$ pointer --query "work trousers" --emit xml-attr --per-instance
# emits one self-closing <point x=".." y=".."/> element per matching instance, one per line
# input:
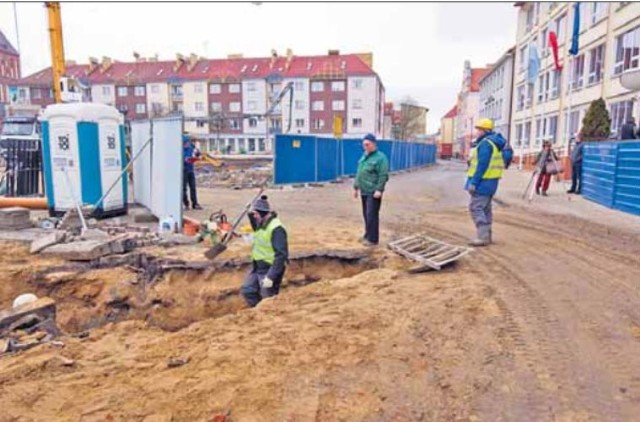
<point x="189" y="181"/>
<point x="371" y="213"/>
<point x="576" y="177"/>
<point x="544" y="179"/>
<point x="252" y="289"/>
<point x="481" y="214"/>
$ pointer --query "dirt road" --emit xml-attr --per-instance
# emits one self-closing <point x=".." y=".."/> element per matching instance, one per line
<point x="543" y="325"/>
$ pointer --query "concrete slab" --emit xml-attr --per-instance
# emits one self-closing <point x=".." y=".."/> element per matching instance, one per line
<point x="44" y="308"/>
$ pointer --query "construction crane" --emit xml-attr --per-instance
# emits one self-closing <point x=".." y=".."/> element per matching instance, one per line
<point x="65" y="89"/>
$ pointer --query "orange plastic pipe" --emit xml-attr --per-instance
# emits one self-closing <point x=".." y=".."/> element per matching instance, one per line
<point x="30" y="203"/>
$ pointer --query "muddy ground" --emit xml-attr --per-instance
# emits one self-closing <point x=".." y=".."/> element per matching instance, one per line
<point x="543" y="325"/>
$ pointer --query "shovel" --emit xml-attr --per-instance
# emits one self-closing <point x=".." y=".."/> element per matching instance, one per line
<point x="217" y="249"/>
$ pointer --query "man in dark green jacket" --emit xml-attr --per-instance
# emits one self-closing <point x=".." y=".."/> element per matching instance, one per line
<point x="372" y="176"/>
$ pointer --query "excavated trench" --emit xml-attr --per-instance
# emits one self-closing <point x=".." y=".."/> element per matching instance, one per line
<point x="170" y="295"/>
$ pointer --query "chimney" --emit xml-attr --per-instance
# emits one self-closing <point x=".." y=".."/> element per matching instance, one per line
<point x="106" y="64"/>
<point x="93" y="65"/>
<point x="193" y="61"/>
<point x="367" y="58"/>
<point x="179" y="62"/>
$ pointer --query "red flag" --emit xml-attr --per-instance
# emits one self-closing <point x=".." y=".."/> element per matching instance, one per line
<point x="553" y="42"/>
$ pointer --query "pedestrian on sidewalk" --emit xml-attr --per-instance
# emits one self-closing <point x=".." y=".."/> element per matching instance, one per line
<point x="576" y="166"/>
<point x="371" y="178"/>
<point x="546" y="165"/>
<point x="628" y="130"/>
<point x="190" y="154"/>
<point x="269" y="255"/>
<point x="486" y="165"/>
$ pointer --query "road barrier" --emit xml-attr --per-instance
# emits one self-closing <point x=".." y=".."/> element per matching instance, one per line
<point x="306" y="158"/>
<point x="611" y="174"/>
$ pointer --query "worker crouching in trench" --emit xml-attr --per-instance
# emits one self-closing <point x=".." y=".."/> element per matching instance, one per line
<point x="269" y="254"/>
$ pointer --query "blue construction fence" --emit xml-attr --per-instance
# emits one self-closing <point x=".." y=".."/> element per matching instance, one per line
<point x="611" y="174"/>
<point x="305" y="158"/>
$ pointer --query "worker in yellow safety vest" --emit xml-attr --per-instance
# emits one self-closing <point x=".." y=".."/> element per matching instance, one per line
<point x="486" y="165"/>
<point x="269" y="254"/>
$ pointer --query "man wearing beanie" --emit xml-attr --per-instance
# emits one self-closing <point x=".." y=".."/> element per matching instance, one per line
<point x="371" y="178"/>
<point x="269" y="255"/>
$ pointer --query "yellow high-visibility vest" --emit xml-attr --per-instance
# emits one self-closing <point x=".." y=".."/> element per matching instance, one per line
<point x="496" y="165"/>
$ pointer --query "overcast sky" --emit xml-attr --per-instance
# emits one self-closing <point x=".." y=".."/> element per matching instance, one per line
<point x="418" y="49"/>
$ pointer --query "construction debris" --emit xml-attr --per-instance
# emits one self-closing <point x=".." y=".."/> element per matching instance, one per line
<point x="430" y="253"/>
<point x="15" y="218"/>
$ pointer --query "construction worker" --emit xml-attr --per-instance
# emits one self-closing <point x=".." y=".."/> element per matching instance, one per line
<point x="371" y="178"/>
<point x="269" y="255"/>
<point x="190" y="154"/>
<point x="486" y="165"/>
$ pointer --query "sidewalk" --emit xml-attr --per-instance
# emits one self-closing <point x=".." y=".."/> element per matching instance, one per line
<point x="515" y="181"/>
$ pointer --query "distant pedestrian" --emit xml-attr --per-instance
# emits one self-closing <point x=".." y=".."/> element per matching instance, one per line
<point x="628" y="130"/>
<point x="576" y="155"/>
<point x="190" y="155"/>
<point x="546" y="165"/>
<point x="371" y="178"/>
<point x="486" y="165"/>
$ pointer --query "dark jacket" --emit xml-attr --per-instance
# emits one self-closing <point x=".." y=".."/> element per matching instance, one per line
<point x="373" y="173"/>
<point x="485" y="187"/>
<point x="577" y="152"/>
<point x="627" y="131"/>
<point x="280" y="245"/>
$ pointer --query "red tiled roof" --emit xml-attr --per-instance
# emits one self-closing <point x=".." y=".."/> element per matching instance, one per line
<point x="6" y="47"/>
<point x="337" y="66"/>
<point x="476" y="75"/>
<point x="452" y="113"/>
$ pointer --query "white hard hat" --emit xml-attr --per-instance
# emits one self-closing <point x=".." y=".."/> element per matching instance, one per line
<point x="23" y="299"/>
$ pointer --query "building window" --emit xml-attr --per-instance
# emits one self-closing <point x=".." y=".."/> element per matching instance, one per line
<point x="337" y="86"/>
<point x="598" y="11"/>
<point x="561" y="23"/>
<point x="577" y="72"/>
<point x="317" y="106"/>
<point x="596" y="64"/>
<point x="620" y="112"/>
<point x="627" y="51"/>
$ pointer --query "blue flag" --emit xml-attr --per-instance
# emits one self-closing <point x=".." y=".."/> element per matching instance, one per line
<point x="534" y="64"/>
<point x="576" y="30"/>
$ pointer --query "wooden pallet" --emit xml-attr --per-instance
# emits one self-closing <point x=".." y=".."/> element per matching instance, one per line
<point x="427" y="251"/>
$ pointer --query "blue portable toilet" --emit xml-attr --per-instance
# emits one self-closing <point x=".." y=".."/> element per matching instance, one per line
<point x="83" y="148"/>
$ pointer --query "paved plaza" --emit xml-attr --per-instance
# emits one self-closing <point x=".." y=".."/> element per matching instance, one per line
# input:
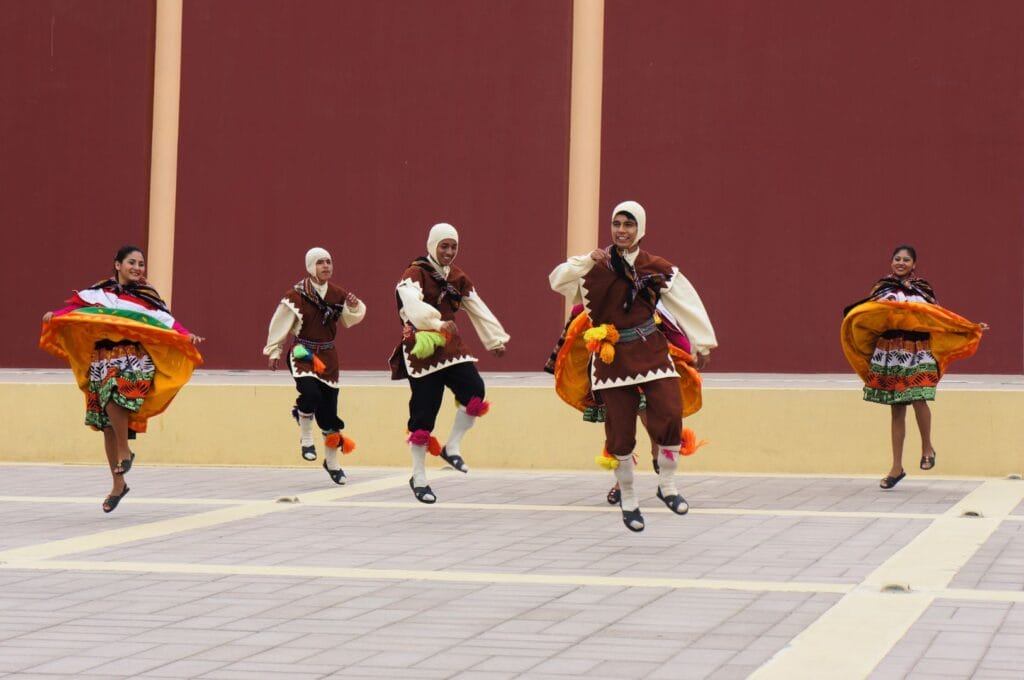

TASK BRIEF: Write the entries above out again exactly, but not the pictures.

WRITTEN SOLUTION:
$ pointer --query "work trousers" --emit xml-attr --per-instance
# emits one self-closing <point x=".." y=".."/> element per matching instance, one per line
# input:
<point x="189" y="181"/>
<point x="371" y="213"/>
<point x="576" y="177"/>
<point x="544" y="179"/>
<point x="252" y="289"/>
<point x="481" y="214"/>
$ pointer --query "dirt road" --emit xml-attr --per-instance
# emits one self-closing <point x=".." y=".."/> element per matching instance, one per line
<point x="543" y="325"/>
$ pointer --query "concrete slab" --emit xml-attr --per-instance
# emits one self-closing <point x=".." y=".."/> element per matching instance, one per line
<point x="44" y="308"/>
$ pointer --query "construction crane" --emit xml-attr --per-instance
# emits one self-closing <point x=".." y=".."/> element per matching instance, one per line
<point x="65" y="89"/>
$ pointer --query "orange plastic pipe" --emit xml-attr --per-instance
# emits one self-closing <point x=".." y=".."/> element per matching instance, one per line
<point x="30" y="203"/>
$ pointer --query "muddy ground" --emit xml-attr --per-instance
# emits one self-closing <point x=".." y=".."/> element per matching instance, one per line
<point x="543" y="325"/>
$ pointer --query "shovel" --emit xml-attr --per-instance
# emits one self-closing <point x=".." y=".."/> element per matching instance, one per line
<point x="217" y="249"/>
$ pointer --query "man in dark green jacket" --emit xml-attr --per-instance
# emits one self-closing <point x=".." y=".."/> element per matching instance, one per line
<point x="372" y="176"/>
$ pointer --query "excavated trench" --emit xml-attr --per-instance
# emits one self-closing <point x=".." y=".."/> element per matching instance, one per line
<point x="170" y="295"/>
$ pointer --query "chimney" --emit xml-attr --per-instance
# emits one self-closing <point x=".." y=".."/> element per matching instance, one per line
<point x="106" y="64"/>
<point x="93" y="65"/>
<point x="193" y="61"/>
<point x="367" y="58"/>
<point x="179" y="62"/>
$ pointer --query "red flag" --emit xml-attr --per-instance
# emits one self-closing <point x=".." y=".."/> element per matching instance, one per line
<point x="553" y="42"/>
$ pointer --query "pedestrian on sidewalk" --emit xml-attr --per-instance
# emits one self-closing <point x=".." y=".."/> element per matching instance, one per line
<point x="576" y="166"/>
<point x="371" y="178"/>
<point x="546" y="165"/>
<point x="628" y="130"/>
<point x="190" y="154"/>
<point x="269" y="255"/>
<point x="486" y="165"/>
$ pointer --query "road barrier" --emit xml-attr --per-instance
# emits one self-closing <point x=".." y=".."/> element per matching instance, one per line
<point x="306" y="158"/>
<point x="611" y="174"/>
$ pointer --query "worker crouching in trench" --emit xml-attr --per-instance
# emits one self-closing <point x=".." y=".."/> element per matching instance, one per line
<point x="269" y="254"/>
$ pointer --query "blue construction fence" --emit xml-attr --per-instance
# emits one self-closing <point x=".." y=".."/> element per matching instance, one per line
<point x="611" y="174"/>
<point x="305" y="158"/>
$ pointer --query "worker in yellow safety vest" --emit xml-attr --per-instance
# emits one self-closing <point x=".." y=".."/> element per matching instance, one per line
<point x="486" y="165"/>
<point x="269" y="254"/>
$ pointer --query "man wearing beanie" --emit xml-attr --per-instance
# emits one self-closing <point x=".." y=".."/> element per matching instance, one per line
<point x="371" y="178"/>
<point x="269" y="255"/>
$ pointer --query "yellow high-visibility vest" --emit xml-attr --per-instance
# emits one self-closing <point x=".." y=".."/> element per matching instance, one per line
<point x="496" y="165"/>
$ pointer --query "overcast sky" --emit xml-attr --per-instance
# emits one self-closing <point x=".." y=".."/> element per matching instance, one per line
<point x="418" y="49"/>
$ pointer --query "construction debris" --emit xml-attr --per-instance
# emits one self-closing <point x=".." y=".."/> element per matching instance, one per line
<point x="430" y="253"/>
<point x="15" y="218"/>
$ pointer --query "construction worker" --emit xml-attr --per-instance
# emits one self-closing <point x=".." y=".."/> element per matching instance, one per line
<point x="371" y="178"/>
<point x="269" y="255"/>
<point x="190" y="154"/>
<point x="486" y="165"/>
$ pointer --query "sidewalk" --emit xml-attr --per-instance
# emits one self-closing <point x=".." y=".."/> element per matching instance, one per line
<point x="515" y="181"/>
$ pointer --query "distant pedestrian" --emit xml-attr --per-instance
# emits one self-closing <point x=".." y=".."/> element per matching instance, one per line
<point x="628" y="130"/>
<point x="576" y="155"/>
<point x="190" y="155"/>
<point x="546" y="165"/>
<point x="371" y="178"/>
<point x="486" y="165"/>
$ pointer --query "dark jacket" --emit xml-attr --per-instance
# emits one self-closing <point x=".." y=".."/> element per matching instance, one per line
<point x="373" y="173"/>
<point x="485" y="187"/>
<point x="577" y="152"/>
<point x="627" y="131"/>
<point x="280" y="245"/>
$ pointer --query "red tiled roof" --emit xml-attr --per-instance
# emits one self-closing <point x=".." y=".."/> element per matching instance, one per line
<point x="6" y="47"/>
<point x="337" y="66"/>
<point x="476" y="75"/>
<point x="452" y="113"/>
$ pointer --query "white hard hat" --emit xml-attr --per-instance
# emits one self-closing <point x=".." y=".."/> element per matching instance, one per line
<point x="23" y="299"/>
$ pointer --query "building window" --emit xml-attr --per-instance
# emits one self-closing <point x=".." y=".."/> element per matching instance, one per line
<point x="337" y="86"/>
<point x="598" y="11"/>
<point x="561" y="23"/>
<point x="577" y="72"/>
<point x="317" y="106"/>
<point x="596" y="64"/>
<point x="620" y="112"/>
<point x="627" y="51"/>
$ pointer --query "blue flag" --emit xml-attr --per-instance
# emits one self-closing <point x=".." y=".."/> element per matching instance, one per line
<point x="534" y="64"/>
<point x="576" y="30"/>
$ pointer --query "wooden pallet" --emit xml-attr --per-instance
# emits one self-closing <point x=".." y=".."/> element per matching instance, one per line
<point x="427" y="251"/>
$ pointer --query "blue portable toilet" --emit xml-attr --per-instance
# emits one self-closing <point x=".." y=".."/> element per matching instance, one per line
<point x="83" y="148"/>
$ pointer --query "paved plaza" --emit xml-attr --per-instance
# emits one self-closing <point x=".." y=".."/> element per matching instance, one per line
# input:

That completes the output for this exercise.